:: Stated exercise ::
Only those lines running from the line that contains "Please mark the running" through the end of the material are to be written out, each exactly as shown.

** start of Entries **

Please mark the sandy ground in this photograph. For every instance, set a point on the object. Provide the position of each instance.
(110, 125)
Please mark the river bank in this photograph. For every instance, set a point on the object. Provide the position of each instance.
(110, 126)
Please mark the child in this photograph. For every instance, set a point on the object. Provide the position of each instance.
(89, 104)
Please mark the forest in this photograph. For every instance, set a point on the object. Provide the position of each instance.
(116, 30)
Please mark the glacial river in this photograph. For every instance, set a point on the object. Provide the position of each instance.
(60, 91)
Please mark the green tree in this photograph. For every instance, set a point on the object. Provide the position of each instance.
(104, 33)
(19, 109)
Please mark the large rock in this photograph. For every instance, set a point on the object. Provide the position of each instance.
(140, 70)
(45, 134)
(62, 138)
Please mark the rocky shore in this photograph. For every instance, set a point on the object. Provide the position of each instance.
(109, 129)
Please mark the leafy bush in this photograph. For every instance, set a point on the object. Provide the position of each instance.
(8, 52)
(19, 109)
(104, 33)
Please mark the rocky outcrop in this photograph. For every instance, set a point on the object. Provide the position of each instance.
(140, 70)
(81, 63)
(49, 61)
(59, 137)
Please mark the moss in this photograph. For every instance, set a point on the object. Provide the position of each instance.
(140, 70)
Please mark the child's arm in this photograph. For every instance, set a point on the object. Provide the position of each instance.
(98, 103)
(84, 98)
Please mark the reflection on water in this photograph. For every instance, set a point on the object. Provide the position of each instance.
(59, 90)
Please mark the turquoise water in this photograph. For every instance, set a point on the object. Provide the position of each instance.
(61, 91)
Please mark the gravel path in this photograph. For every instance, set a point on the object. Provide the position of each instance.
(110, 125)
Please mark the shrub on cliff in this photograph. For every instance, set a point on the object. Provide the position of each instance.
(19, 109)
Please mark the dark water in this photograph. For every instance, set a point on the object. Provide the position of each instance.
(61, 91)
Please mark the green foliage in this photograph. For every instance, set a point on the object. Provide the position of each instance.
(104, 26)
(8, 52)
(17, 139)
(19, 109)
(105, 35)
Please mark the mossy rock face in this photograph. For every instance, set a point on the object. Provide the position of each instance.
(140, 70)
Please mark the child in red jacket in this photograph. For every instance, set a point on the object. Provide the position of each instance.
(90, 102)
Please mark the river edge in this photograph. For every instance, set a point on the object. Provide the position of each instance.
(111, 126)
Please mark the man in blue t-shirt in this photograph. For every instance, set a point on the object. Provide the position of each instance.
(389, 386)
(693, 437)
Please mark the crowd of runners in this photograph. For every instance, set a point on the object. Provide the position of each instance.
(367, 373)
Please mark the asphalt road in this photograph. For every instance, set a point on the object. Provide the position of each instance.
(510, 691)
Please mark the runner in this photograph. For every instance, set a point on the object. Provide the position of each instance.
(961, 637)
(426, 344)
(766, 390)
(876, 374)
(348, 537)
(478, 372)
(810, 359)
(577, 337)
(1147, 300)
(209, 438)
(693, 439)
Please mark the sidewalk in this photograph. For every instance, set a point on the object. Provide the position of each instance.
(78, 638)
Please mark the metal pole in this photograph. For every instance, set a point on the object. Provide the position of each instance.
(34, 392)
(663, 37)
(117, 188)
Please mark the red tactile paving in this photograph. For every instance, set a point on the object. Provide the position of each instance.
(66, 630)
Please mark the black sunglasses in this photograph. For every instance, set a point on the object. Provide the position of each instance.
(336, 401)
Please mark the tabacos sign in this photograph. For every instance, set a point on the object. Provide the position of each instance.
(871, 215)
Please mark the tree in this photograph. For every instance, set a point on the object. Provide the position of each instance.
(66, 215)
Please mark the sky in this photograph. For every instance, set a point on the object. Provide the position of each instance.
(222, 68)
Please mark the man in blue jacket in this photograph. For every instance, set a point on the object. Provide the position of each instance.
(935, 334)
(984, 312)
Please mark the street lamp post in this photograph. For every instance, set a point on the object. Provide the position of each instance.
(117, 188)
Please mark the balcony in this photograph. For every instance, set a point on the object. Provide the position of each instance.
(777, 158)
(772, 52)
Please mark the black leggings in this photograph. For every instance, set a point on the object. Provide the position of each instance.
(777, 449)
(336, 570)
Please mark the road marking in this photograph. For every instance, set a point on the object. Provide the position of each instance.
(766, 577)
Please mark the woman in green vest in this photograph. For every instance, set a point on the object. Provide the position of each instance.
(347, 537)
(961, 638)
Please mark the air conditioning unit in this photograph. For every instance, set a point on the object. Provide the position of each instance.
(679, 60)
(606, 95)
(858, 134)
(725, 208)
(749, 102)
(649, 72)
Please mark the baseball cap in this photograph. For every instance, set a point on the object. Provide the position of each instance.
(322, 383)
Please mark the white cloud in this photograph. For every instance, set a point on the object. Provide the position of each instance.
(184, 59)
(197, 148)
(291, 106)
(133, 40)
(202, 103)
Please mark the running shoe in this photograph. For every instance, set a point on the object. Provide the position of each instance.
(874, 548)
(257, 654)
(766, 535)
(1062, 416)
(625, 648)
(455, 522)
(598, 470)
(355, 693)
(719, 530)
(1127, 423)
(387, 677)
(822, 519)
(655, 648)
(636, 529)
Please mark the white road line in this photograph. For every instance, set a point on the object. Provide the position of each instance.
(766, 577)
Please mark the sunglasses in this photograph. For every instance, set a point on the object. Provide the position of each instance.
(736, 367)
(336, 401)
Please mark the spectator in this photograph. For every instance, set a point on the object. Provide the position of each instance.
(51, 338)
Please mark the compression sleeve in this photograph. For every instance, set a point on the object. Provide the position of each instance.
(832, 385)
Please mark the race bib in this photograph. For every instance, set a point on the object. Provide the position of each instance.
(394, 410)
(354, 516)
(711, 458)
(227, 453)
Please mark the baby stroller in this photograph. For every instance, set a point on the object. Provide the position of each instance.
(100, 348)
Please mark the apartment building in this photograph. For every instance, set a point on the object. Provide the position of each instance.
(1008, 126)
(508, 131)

** end of Entries **

:: Task result ::
Please mark the running shoe in this photograph. For every instance, set a point on the object. Provide the position of each instance.
(874, 548)
(257, 654)
(766, 535)
(1062, 416)
(625, 648)
(455, 522)
(598, 470)
(355, 693)
(719, 530)
(1127, 423)
(387, 677)
(822, 519)
(655, 648)
(636, 529)
Please mark the white road line in this photograph. For every instance, set a point on the object. Provide the position of each instance.
(766, 577)
Please mark the sunglasses in this photograph. For every instance, set a point on the object. Provide the position of each instance.
(736, 367)
(336, 401)
Please mark the spectator in this photograph. For every instance, set a point on the object. Provide the position of each instance.
(51, 338)
Please mark the compression sleeve in this photograph. For every instance, set a point on the object. Provide the position of each instance.
(832, 385)
Please mark the race bib in this photograph. For every instance, set a point on the object. Provide the position of each instance.
(394, 410)
(354, 516)
(711, 458)
(227, 453)
Please mark the baby stroller in this photograph. For every instance, set a point on the object. Provide the position of each instance.
(100, 348)
Please mark the apartment building in this photograph. For every instance, set a point on the object. Provide the position of each instance.
(1008, 126)
(508, 131)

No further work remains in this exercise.